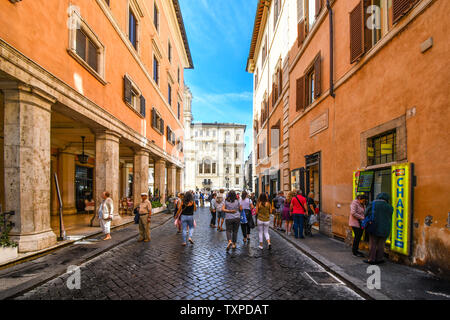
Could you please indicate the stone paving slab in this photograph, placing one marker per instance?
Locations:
(22, 277)
(164, 270)
(398, 282)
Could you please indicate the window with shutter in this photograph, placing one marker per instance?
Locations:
(127, 95)
(92, 55)
(357, 32)
(300, 32)
(319, 4)
(317, 76)
(161, 127)
(154, 122)
(81, 44)
(400, 8)
(142, 111)
(300, 93)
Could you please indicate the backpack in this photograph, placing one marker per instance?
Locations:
(368, 222)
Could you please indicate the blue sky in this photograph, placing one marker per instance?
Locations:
(219, 34)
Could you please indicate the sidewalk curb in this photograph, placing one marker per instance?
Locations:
(356, 284)
(56, 247)
(60, 270)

• _Required work_:
Give again, exactly, the lines starting at the first entry above and ending at the line with "Could you please indicate the window"; please leave pictures out.

• _Task result_:
Could you please indicate the stone paving slab in this photograph, placing one marker per instance?
Locations:
(22, 277)
(164, 270)
(398, 282)
Could you please indicate the window with shutter in this photograph, placing one marker per instance?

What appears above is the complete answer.